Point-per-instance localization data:
--
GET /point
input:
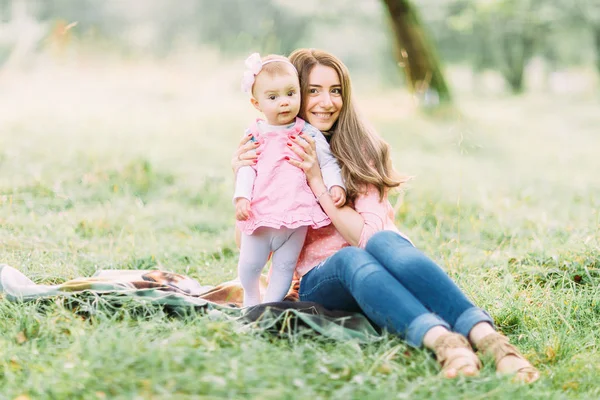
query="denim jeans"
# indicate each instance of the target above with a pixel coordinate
(395, 285)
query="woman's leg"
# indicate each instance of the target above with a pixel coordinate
(353, 280)
(426, 281)
(434, 288)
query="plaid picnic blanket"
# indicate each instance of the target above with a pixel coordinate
(180, 293)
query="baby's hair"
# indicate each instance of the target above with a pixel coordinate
(273, 67)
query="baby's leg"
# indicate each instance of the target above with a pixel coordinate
(286, 245)
(254, 253)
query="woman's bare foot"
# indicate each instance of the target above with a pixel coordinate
(455, 355)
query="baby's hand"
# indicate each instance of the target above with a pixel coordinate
(242, 209)
(338, 195)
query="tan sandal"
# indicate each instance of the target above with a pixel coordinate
(497, 346)
(459, 359)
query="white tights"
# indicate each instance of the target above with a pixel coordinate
(285, 244)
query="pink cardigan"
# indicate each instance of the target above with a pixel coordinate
(324, 242)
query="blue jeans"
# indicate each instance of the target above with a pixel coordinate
(395, 285)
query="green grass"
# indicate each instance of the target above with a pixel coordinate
(127, 166)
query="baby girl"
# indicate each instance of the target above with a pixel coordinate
(274, 205)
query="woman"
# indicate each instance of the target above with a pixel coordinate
(362, 262)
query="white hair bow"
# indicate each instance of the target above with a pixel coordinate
(253, 67)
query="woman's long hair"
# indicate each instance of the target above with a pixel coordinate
(363, 155)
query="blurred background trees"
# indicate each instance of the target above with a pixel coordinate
(504, 36)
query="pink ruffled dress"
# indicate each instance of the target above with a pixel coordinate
(281, 196)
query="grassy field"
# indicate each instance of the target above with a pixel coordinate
(119, 165)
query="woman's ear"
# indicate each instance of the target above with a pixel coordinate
(255, 103)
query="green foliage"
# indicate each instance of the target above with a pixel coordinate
(514, 224)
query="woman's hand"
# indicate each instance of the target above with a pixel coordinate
(244, 155)
(305, 147)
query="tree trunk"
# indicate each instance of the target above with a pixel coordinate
(596, 31)
(415, 51)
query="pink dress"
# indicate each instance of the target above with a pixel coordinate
(281, 196)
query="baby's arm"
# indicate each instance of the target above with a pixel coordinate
(332, 174)
(244, 183)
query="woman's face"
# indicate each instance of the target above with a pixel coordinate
(324, 101)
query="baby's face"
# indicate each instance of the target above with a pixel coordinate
(277, 97)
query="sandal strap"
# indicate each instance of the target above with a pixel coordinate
(453, 340)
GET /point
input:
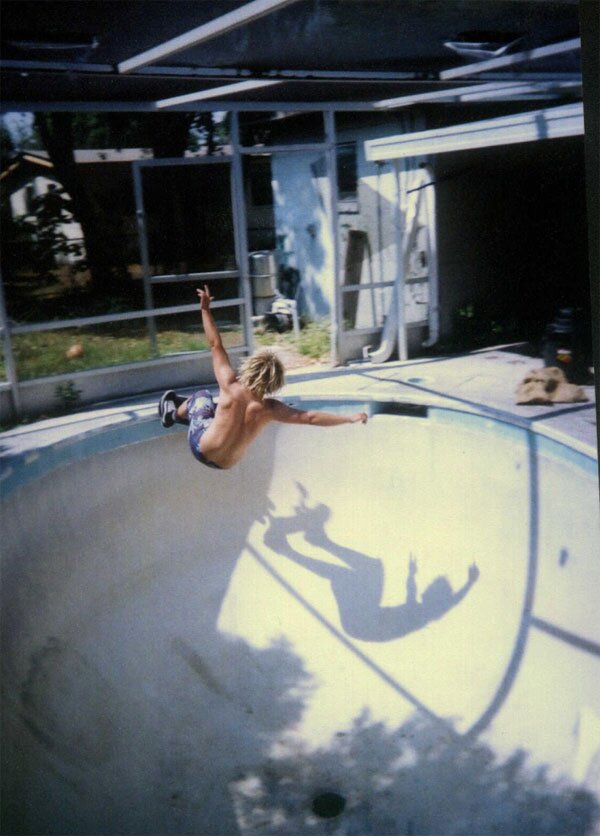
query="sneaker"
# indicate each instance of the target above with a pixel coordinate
(166, 408)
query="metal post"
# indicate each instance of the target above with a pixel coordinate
(145, 259)
(401, 175)
(240, 232)
(331, 167)
(11, 368)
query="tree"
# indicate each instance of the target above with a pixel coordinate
(166, 133)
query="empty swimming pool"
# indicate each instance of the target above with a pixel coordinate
(400, 616)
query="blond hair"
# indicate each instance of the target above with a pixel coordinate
(262, 373)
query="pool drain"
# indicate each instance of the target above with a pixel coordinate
(328, 805)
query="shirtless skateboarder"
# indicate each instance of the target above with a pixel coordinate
(219, 435)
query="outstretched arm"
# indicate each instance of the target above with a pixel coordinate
(221, 365)
(288, 415)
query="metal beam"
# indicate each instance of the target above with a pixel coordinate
(215, 92)
(551, 123)
(510, 60)
(491, 90)
(192, 72)
(200, 107)
(219, 26)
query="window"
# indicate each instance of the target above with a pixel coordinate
(346, 171)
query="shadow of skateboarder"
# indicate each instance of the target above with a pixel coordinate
(357, 580)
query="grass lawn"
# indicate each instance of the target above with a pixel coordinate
(45, 353)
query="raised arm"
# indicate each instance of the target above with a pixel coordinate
(222, 367)
(288, 415)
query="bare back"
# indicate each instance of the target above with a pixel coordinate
(239, 418)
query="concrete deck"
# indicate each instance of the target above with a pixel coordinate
(485, 379)
(403, 614)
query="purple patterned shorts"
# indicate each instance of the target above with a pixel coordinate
(201, 413)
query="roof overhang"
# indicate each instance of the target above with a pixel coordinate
(550, 123)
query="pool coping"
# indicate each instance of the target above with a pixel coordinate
(29, 450)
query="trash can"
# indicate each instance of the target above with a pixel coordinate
(563, 345)
(263, 275)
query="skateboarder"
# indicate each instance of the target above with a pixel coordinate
(220, 434)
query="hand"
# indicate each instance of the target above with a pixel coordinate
(205, 298)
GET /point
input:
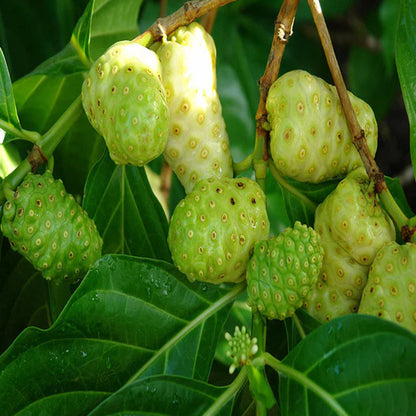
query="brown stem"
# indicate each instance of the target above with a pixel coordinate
(36, 157)
(208, 20)
(163, 8)
(357, 132)
(190, 11)
(282, 32)
(166, 181)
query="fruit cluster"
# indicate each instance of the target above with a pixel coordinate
(163, 100)
(146, 102)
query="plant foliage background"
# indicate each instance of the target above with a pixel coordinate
(136, 336)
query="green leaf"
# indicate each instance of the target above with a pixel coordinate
(125, 210)
(111, 21)
(399, 195)
(366, 364)
(43, 95)
(9, 120)
(162, 395)
(301, 198)
(23, 297)
(406, 64)
(129, 318)
(41, 99)
(365, 83)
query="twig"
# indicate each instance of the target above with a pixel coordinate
(165, 181)
(209, 19)
(355, 129)
(190, 11)
(163, 8)
(282, 32)
(357, 132)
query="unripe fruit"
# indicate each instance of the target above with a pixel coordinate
(198, 144)
(47, 226)
(283, 270)
(353, 227)
(310, 139)
(214, 228)
(391, 286)
(125, 102)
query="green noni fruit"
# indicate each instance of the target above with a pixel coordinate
(390, 289)
(283, 270)
(214, 228)
(353, 226)
(125, 101)
(198, 143)
(310, 140)
(50, 229)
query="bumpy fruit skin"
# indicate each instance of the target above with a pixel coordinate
(391, 286)
(198, 144)
(125, 102)
(310, 140)
(283, 270)
(214, 228)
(46, 225)
(353, 227)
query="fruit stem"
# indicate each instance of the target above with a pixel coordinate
(302, 379)
(354, 127)
(282, 32)
(225, 397)
(259, 331)
(284, 184)
(43, 151)
(190, 11)
(31, 136)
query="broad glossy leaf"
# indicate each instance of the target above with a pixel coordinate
(8, 111)
(406, 64)
(365, 83)
(162, 395)
(86, 146)
(398, 194)
(26, 298)
(301, 198)
(112, 20)
(125, 210)
(365, 363)
(128, 319)
(23, 297)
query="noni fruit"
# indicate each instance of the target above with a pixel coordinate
(125, 101)
(353, 226)
(309, 138)
(283, 270)
(198, 143)
(214, 228)
(391, 286)
(50, 229)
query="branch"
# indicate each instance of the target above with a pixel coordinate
(357, 132)
(355, 129)
(189, 12)
(282, 32)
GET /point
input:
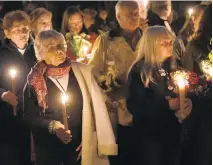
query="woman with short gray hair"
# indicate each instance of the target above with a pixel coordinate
(53, 76)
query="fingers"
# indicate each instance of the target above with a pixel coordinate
(10, 98)
(63, 135)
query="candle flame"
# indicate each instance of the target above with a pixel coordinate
(206, 67)
(85, 48)
(13, 73)
(64, 98)
(190, 11)
(180, 81)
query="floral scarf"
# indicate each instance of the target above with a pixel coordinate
(39, 72)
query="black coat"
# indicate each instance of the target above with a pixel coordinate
(152, 117)
(13, 128)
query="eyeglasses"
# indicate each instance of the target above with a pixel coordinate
(54, 48)
(20, 30)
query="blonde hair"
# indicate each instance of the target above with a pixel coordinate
(45, 39)
(160, 6)
(148, 53)
(36, 14)
(15, 16)
(91, 12)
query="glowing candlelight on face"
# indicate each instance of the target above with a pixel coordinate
(206, 67)
(190, 11)
(145, 2)
(13, 76)
(13, 73)
(64, 99)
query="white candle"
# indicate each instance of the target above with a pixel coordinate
(13, 78)
(64, 99)
(181, 85)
--
Activity
Apart from the pictures, return every entry above exactly as given.

Exercise response
GET /point
input:
query="denim jeans"
# indicate each instance of the target above with a pixel coordinate
(395, 285)
query="woman's leg"
# indicate each instance of the target above with a pixel coordinate
(353, 280)
(426, 281)
(434, 288)
query="plaid picnic blanket"
# indicate each instance of the target above with a pixel coordinate
(180, 293)
query="baby's hair"
# indicate each instance of the target above with a pixel coordinate
(273, 67)
query="baby's leg"
# indicate each instance of the target above with a pixel coordinate
(286, 245)
(254, 253)
query="woman's bare foot"
# indicate each instance of the target above with a pixel coordinate
(455, 355)
query="baby's hand"
# indicate each instance of the target above with a pixel coordinate
(242, 209)
(338, 195)
query="tan sandal"
# indicate each instance of the target above with a pixel coordinate
(497, 346)
(459, 359)
query="white tights"
# indicate each instance of the target above with a pixel coordinate
(285, 244)
query="pink cardigan"
# indicate each instance of the target above with a pixel coordinate
(324, 242)
query="blue jeans"
# indicate each instance of the target above with a pixel coordinate
(395, 285)
query="green grass"
# indicate each instance of the target above with a pixel coordinate
(127, 166)
query="baby girl"
# indicate each instance of the target above with a pixel coordinate
(274, 205)
query="woman"
# indicate each instance of the target above with a pixel coordinate
(362, 262)
query="white hair bow"
# indicate each instance of the target above with a pixel coordinate
(253, 67)
query="woman's long hair"
# indicate each instance of the target above with a pixel coordinate
(363, 155)
query="blurred background trees"
# indicate each instance of the target above with a pixel coordinate
(504, 36)
query="pink ruffled dress"
# indicate each instance of the target above with a pixel coordinate
(281, 196)
query="grassy field"
# indicate each instance of the target above with a pixel coordinate
(119, 165)
query="woman's ear"
# indicate each instance of the target above with a pixel coordinate
(255, 103)
query="green foliage"
# indicate each instance of the target above with a pixel coordinate
(514, 224)
query="woman's hand"
# indicate each instance of the target above with a pixel coordinate
(244, 155)
(305, 147)
query="tree trunk"
# indicate each instance of the target above with a pixel coordinate
(596, 31)
(415, 51)
query="pink dress"
# indicate each instance of the target above with a pixel coordinate
(281, 196)
query="baby's arm"
# indicate each instance of the target above with a pixel coordinate
(332, 174)
(244, 183)
query="woman's face"
# indicate each instance of the target above with a pixel coordinate
(324, 101)
query="baby's face"
# indicate each instance of the target above with a pixel coordinate
(277, 97)
query="sandal strap"
# indicate each instance of the target above with a pixel coordinate
(453, 340)
GET /point
input:
query="sneaker"
# indicate each instance of the target above with a pixel coordinate
(166, 408)
query="metal post"
# indicate each instance of the target above with a pixel coordinate
(145, 259)
(401, 175)
(240, 232)
(331, 167)
(11, 368)
query="tree"
# indicate each instance of the target above with a pixel coordinate
(166, 133)
query="empty swimming pool"
# indicate each instance of the target above with a pixel coordinate
(400, 616)
query="blond hair"
# indicate each instance of the target above with a pixel coordinate
(262, 373)
query="pool drain"
# indicate each instance of the target above with a pixel coordinate
(328, 805)
query="shirtless skateboarder"
# indicate each instance of the target above with a pixel coordinate
(219, 435)
query="outstretched arm"
# indicate each instance of the target above with a pixel coordinate
(221, 365)
(288, 415)
query="metal beam"
# indicate each instance of the target above with a pixel coordinate
(215, 92)
(551, 123)
(510, 60)
(491, 90)
(192, 72)
(200, 107)
(219, 26)
query="window"
# indicate each instance of the target above with a pixel coordinate
(346, 171)
query="shadow of skateboarder"
# indicate each instance of the target above with a pixel coordinate
(357, 580)
query="grass lawn"
# indicate each instance of the target above with a pixel coordinate
(45, 353)
query="raised arm"
# indicate each instance of the target above with a pixel coordinate
(222, 367)
(288, 415)
query="bare back"
# indicate each instance of the target above with a pixel coordinate
(239, 418)
query="concrete deck"
# indicate each instance of the target above with a pixel coordinate
(485, 379)
(403, 614)
query="purple patterned shorts"
# indicate each instance of the target above with a pixel coordinate
(201, 413)
query="roof overhang"
# indicate each instance of the target above with a pixel coordinate
(550, 123)
query="pool coping"
# indicate each instance of the target above with a pixel coordinate
(29, 450)
query="trash can"
# indicate each instance of the target above with a pixel coordinate
(563, 345)
(263, 275)
query="skateboarder"
# indicate each instance of the target above with a pixel coordinate
(220, 434)
query="hand"
# indicate each instance of the target above with a pixel coordinate
(205, 298)
GET /point
input:
query="brown stem"
# indicate each instance of the target above with a pixel coordinate
(36, 157)
(208, 20)
(163, 8)
(357, 132)
(190, 11)
(282, 32)
(166, 181)
query="fruit cluster"
# indicate each instance of the target above with a pixel coordinate
(163, 100)
(146, 102)
query="plant foliage background"
# indicate each instance of the target above with a pixel coordinate
(136, 336)
query="green leaf"
# indicate each instance of the target above with a pixel coordinate
(125, 210)
(111, 21)
(399, 195)
(366, 364)
(43, 95)
(9, 120)
(162, 395)
(301, 198)
(23, 297)
(406, 64)
(129, 318)
(41, 99)
(365, 83)
query="twig"
# indicate each instance of the target above with a pixel coordinate
(165, 181)
(209, 19)
(355, 129)
(190, 11)
(163, 8)
(282, 32)
(357, 132)
query="unripe fruit"
# indicate each instance of the target above with a pixel coordinate
(198, 144)
(47, 226)
(283, 270)
(353, 227)
(310, 139)
(214, 228)
(391, 286)
(125, 102)
query="green noni fruit"
# indicate each instance of the target above with a pixel coordinate
(390, 289)
(283, 270)
(214, 228)
(353, 226)
(125, 101)
(198, 143)
(310, 140)
(50, 229)
query="bumpy fruit skin"
# indicate each instance of the target above with a pixel coordinate
(391, 286)
(198, 144)
(125, 102)
(310, 140)
(283, 270)
(214, 228)
(46, 225)
(353, 227)
query="fruit stem"
# indicate each instance of the target above with a pixel coordinate
(302, 379)
(354, 127)
(282, 32)
(225, 397)
(259, 331)
(284, 184)
(43, 151)
(190, 11)
(31, 136)
query="broad glossy leaf"
# indicate each instance of the target above with a pixel coordinate
(8, 111)
(406, 64)
(365, 83)
(162, 395)
(86, 146)
(398, 194)
(26, 298)
(301, 198)
(112, 20)
(125, 210)
(365, 363)
(128, 319)
(23, 297)
query="noni fruit"
# indicate each instance of the target above with a pixel coordinate
(125, 101)
(353, 226)
(309, 138)
(283, 270)
(198, 143)
(214, 228)
(391, 286)
(50, 229)
query="branch"
# indicate each instance of the target above with a pixel coordinate
(357, 132)
(355, 129)
(189, 12)
(282, 32)
GET /point
input:
query="woman with short gray hair"
# indicate each instance of the target above with a pixel coordinate
(53, 76)
query="fingers"
# indicate each instance of the target above with a pixel coordinate
(10, 98)
(63, 135)
query="candle flame"
# indicate each instance of the target above with a pixel coordinate
(206, 67)
(85, 48)
(13, 73)
(64, 98)
(190, 11)
(180, 81)
query="floral scarf"
# indicate each instance of the target above with a pixel coordinate
(39, 72)
query="black coat"
# indicate each instance of the target above with a pixel coordinate
(152, 117)
(13, 128)
query="eyeglasses"
# indicate each instance of the target above with a pixel coordinate
(54, 48)
(20, 30)
query="blonde hair"
# indicate each instance of the target above with a pixel coordinate
(45, 39)
(160, 6)
(148, 53)
(36, 14)
(15, 16)
(91, 12)
query="glowing candlelight on face"
# indicate each instance of the target above with a pixel coordinate
(206, 67)
(190, 11)
(145, 2)
(13, 76)
(13, 73)
(64, 99)
query="white candle"
# indicate each instance of the target above with a pixel coordinate
(13, 78)
(64, 99)
(181, 85)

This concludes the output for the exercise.